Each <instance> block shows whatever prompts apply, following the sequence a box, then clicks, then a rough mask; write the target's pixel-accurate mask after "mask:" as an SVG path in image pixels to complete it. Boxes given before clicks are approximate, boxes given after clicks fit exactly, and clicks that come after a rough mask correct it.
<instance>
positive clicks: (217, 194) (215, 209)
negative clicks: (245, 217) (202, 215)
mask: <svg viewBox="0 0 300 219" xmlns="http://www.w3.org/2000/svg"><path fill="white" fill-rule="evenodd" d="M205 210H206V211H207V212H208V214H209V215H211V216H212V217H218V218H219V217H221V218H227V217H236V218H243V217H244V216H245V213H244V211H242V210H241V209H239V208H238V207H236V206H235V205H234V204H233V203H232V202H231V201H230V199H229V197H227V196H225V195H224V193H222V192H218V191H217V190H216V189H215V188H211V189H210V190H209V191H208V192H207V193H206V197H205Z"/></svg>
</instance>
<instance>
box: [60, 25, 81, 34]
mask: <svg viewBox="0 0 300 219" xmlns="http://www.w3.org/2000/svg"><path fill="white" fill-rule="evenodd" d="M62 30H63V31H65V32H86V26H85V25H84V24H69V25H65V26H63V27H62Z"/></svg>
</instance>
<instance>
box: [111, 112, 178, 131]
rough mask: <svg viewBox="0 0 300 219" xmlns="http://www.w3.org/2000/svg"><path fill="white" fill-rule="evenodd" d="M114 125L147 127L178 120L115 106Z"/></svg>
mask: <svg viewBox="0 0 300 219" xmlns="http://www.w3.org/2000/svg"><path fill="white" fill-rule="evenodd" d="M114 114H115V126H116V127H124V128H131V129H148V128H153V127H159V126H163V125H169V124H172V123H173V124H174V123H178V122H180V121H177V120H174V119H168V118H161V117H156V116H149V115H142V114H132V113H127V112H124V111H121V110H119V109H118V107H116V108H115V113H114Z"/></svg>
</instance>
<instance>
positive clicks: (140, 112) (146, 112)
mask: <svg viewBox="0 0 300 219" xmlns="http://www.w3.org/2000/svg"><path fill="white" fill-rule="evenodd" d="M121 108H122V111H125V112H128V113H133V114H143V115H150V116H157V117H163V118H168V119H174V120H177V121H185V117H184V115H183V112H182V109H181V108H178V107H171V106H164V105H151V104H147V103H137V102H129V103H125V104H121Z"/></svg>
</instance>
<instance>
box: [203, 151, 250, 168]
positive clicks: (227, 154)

---

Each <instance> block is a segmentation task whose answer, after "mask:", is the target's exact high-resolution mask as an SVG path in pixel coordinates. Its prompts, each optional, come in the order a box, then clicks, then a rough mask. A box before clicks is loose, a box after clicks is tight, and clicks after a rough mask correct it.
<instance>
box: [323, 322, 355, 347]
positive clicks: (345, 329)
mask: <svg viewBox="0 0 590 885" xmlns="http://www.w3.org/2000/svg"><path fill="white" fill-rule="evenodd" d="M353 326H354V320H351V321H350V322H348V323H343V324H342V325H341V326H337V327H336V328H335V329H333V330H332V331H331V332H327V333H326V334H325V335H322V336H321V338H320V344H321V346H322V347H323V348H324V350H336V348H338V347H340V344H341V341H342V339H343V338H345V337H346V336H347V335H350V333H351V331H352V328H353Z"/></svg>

--

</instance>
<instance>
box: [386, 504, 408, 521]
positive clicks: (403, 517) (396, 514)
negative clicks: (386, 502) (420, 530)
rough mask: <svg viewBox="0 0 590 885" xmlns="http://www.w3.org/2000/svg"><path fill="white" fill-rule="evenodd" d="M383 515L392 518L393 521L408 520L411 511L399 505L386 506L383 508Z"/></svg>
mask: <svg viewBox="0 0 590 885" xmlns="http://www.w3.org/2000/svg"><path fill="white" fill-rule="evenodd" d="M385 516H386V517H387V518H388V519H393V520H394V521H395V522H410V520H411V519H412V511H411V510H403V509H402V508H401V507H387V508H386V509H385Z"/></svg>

== Job item ==
Gather every line from the entries above that contains the word "positive", and copy each one out in full. Case counts.

== Response ==
positive clicks: (217, 194) (215, 209)
positive clicks: (140, 112) (146, 112)
positive clicks: (227, 154)
positive clicks: (345, 329)
positive clicks: (403, 517) (396, 514)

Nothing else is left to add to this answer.